● 課題内容:
下の抜粋では、出産予定日は何月何日とされていますか。日付を答えてください。

● 抜粋:
腹にいる間、なかなか股を見せてくれなかったので、男女どちらかわからぬ悶々とした日々を送りました。
でも不思議と、腹の中の人はもしかしたら男の子なのではないか?とうっすらと感じていました。

それが、夫と検診に行った日、いつもと違う先生のエコーのときに「(男女)どっちですか?」と訊いたら、「女子!」ときっぱり言われ、力が抜けたというか。

というのも、twitter(今は𝕏)の友達に、「お腹の子の予定日はいつ?」と訊かれ、2/26と答えたら、「春の息吹が聞こえてくる頃だねぇ!」とロマンチックなことを言われ、そこからイブキという名前もいいな、なんて考え、
「イブキ」といったら「伊吹吾郎」!
「伊吹吾郎」といったら「格さん」!
と連想ゲームが始まり、腹の中の人のWebネームが「格さん」になっていたから。

今もWebネームとしてInstagramやtwitter(今は𝕏)で使っていますが、女児で「格さん」、渋すぎる。
今では本人も「格さん」というニックネームを気に入っていますが。

で、何が「〜終わらない〜」かというと、出産。
出産がとにかく終わらなかった。

そもそも、「ここで産みたい」と自分で調べて決めた病院に行ったとき、「検診にはある程度まで来てもいいけど、持病がある人は持病がある科とNICUのあるところで産んでね」と言われ、たぶんその頃ナーバスになっていたのか、「自分で選んだ病院で産むことすらできないんだ」、と泣きました。

で、精神科とNICUのある総合病院を“自分で決めて”、出産にこぎつけるわけなんですが、まぁ生まれない。
総合病院で、NICUもあるところだけれど、そこの産科は、自然分娩をすごく推していて、総合病院の中にある自然派助産院みたいな感じでした。

予定日が2/26で、2月の頭から毎晩前駆陣痛がきて、毎日そわそわしていたのに、本陣痛が来ない。
出産前には何回か、破水?!となってサラサラしたおりものだと診断されたり、陣痛がきた!と思ったら、隣で野良妊婦が先生に懇々と叱られているのを聞いていて、なんだかこちらがしょんぼりしてしまって陣痛が遠のいてしまったり。

そして、予定日を2日超過した2/28、22:00前にはついに本陣痛が!
そこから陣痛が10分間隔になるのは意外に早かったのだけれど、つらくてつらくて何度も病院に行って子宮口を確認されては、「まだ全然開いてない」で追い返され、ようやく入院できたのは、翌日3/1の15:00頃。
それでも子宮口は全然開いていなかった。

● データ一覧:

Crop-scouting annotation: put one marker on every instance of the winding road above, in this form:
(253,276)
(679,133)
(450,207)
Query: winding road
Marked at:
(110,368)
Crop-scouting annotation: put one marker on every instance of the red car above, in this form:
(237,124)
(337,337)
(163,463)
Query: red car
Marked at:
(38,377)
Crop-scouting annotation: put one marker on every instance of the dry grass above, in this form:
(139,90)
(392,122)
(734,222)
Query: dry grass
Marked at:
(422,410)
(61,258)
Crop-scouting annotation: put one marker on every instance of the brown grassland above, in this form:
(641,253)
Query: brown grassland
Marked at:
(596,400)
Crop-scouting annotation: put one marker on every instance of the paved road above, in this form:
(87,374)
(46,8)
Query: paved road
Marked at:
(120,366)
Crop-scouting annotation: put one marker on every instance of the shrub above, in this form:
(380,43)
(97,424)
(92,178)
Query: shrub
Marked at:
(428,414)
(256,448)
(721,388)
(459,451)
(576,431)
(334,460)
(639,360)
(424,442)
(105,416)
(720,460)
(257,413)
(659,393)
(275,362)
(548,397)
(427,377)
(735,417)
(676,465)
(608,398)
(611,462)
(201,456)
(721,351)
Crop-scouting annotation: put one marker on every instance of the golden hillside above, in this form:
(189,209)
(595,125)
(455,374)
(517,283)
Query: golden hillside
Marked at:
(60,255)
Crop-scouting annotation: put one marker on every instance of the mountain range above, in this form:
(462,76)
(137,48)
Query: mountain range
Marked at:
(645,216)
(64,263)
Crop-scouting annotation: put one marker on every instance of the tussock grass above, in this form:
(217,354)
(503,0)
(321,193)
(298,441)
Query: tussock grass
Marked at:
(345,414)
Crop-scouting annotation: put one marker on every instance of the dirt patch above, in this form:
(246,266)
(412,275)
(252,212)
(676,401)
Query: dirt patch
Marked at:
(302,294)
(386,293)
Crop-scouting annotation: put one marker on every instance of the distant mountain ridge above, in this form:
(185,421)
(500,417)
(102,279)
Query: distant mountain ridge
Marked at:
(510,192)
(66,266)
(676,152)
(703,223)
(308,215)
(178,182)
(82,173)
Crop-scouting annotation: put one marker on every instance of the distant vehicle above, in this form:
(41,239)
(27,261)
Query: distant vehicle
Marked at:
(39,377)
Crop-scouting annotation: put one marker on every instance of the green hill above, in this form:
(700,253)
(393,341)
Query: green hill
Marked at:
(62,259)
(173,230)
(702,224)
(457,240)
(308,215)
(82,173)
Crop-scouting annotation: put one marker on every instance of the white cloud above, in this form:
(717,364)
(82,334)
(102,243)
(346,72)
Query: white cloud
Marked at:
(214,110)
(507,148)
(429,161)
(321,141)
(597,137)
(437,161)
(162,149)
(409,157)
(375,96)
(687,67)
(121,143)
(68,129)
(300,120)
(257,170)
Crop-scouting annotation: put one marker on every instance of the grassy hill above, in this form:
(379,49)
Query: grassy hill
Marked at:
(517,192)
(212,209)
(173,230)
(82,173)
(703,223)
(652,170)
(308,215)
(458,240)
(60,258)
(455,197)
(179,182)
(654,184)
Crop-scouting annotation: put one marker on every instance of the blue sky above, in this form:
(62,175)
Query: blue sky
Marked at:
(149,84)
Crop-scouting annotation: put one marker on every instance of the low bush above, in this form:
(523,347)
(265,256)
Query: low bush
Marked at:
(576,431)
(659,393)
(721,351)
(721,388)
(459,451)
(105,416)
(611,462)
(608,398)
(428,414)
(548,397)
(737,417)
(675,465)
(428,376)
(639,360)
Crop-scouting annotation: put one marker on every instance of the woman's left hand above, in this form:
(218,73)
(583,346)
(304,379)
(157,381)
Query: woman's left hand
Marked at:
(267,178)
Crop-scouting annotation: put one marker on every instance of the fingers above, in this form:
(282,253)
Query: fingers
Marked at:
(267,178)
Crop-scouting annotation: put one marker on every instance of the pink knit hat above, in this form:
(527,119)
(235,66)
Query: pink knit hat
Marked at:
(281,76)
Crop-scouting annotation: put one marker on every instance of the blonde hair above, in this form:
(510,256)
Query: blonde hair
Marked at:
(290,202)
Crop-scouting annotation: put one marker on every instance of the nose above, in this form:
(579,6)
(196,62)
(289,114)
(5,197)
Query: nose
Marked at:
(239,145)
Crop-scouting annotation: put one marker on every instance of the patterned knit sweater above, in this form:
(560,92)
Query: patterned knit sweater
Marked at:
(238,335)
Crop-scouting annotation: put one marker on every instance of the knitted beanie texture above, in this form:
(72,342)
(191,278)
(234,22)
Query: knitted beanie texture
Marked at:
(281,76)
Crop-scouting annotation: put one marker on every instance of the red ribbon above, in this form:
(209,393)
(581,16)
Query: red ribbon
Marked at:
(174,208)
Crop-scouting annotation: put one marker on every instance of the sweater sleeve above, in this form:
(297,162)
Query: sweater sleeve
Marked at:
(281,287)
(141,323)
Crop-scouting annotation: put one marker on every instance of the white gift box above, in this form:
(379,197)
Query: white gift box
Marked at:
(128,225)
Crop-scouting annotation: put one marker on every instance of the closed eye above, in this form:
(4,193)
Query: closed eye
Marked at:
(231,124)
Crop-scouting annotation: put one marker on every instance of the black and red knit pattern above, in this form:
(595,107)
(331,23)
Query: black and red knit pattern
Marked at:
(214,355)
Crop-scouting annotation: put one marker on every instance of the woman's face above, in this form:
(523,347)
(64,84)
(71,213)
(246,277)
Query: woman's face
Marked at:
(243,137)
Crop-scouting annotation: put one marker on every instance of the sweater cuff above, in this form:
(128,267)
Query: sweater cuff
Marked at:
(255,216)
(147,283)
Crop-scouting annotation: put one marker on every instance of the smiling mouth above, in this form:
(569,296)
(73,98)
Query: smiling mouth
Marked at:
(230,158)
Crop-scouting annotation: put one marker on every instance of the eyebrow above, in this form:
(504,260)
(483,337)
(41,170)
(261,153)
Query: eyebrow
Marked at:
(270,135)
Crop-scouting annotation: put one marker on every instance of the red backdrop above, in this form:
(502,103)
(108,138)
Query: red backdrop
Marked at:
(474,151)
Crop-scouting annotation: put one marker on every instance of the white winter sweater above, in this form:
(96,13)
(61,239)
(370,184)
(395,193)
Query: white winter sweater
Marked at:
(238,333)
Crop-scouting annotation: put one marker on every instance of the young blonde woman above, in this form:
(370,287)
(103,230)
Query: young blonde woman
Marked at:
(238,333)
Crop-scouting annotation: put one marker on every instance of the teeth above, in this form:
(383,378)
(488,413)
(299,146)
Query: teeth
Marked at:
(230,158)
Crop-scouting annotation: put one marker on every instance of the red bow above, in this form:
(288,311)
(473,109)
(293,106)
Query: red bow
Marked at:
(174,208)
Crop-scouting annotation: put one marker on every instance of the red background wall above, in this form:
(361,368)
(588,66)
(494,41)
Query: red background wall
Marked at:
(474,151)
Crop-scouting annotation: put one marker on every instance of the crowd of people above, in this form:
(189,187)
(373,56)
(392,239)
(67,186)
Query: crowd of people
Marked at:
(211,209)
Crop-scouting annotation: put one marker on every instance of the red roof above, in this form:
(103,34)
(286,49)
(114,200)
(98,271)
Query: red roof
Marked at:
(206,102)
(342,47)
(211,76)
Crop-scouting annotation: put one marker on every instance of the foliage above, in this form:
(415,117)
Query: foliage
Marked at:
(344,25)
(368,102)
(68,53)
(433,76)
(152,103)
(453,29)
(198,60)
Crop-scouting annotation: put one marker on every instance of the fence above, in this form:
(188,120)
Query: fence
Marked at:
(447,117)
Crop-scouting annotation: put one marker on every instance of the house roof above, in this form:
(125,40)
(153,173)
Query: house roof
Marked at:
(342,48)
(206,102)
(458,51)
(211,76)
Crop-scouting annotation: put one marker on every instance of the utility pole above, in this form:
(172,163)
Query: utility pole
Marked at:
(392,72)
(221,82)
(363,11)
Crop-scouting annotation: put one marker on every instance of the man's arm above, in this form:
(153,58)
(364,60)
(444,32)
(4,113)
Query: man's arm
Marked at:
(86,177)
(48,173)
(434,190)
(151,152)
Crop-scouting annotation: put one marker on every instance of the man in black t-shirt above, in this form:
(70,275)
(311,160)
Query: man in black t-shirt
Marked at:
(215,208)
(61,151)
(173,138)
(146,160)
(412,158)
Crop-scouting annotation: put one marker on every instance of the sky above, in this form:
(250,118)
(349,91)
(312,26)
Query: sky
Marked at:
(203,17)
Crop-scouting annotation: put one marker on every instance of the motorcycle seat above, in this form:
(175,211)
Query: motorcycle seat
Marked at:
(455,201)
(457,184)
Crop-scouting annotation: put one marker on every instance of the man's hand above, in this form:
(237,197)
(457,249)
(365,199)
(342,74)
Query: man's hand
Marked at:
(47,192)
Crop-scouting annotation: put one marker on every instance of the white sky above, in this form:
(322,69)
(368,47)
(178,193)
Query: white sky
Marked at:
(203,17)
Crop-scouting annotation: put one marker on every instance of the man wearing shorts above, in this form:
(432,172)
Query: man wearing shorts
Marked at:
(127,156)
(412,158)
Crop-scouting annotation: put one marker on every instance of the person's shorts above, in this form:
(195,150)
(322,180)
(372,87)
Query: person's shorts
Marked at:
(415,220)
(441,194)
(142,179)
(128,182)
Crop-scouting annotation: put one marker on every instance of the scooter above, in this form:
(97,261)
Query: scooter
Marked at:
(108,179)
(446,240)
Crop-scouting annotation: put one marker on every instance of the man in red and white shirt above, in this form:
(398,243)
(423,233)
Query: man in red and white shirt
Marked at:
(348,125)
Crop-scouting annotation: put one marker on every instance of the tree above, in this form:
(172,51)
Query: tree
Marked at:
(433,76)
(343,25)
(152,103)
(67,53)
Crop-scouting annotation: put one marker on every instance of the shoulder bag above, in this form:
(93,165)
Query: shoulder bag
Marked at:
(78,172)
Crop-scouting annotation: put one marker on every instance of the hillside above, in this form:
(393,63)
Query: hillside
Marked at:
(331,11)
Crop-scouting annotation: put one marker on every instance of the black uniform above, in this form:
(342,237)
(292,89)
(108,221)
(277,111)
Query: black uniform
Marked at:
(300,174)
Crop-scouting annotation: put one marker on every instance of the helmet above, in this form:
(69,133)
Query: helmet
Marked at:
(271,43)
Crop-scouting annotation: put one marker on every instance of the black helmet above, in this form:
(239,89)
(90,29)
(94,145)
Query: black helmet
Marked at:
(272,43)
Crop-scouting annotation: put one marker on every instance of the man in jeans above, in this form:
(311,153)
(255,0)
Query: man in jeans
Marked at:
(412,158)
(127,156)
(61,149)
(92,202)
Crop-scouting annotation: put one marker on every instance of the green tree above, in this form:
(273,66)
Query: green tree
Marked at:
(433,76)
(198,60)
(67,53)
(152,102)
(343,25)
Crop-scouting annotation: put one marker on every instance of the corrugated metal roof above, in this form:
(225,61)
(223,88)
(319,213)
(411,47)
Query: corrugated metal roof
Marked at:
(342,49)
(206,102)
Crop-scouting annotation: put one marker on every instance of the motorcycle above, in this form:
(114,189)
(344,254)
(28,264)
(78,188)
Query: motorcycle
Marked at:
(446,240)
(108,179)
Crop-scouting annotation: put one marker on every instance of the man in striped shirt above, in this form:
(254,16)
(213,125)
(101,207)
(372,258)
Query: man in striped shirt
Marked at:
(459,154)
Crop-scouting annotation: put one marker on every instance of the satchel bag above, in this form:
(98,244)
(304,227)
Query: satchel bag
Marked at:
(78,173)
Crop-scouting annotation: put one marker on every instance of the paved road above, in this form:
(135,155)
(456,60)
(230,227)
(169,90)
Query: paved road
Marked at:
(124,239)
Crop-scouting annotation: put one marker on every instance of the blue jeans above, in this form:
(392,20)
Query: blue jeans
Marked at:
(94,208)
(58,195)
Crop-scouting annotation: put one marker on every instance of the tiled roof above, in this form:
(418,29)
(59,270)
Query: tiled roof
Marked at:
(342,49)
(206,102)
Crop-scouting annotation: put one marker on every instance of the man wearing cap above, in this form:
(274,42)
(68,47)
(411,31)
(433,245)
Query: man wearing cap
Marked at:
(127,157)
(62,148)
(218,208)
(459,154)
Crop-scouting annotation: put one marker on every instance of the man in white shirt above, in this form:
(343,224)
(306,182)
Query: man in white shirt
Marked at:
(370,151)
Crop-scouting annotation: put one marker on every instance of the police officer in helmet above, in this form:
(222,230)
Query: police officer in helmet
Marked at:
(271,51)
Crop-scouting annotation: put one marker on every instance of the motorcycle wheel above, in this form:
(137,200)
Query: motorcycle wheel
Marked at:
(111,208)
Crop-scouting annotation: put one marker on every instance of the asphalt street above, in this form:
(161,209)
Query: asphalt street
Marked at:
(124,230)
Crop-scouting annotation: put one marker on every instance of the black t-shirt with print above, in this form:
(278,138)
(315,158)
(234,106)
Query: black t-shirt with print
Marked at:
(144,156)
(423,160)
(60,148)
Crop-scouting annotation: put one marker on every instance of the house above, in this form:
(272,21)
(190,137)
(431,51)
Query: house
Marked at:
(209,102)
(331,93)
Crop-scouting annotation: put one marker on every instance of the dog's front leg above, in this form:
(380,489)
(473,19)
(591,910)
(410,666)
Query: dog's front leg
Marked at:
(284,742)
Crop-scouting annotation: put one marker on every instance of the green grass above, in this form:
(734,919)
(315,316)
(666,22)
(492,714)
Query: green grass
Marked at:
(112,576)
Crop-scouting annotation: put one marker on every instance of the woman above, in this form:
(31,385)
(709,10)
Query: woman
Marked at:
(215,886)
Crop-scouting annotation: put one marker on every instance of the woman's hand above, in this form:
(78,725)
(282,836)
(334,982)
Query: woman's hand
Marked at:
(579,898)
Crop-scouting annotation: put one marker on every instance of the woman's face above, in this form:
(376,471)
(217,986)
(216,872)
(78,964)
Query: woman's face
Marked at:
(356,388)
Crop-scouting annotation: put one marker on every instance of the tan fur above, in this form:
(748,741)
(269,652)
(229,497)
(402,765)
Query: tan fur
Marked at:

● 回答:
2月26日です。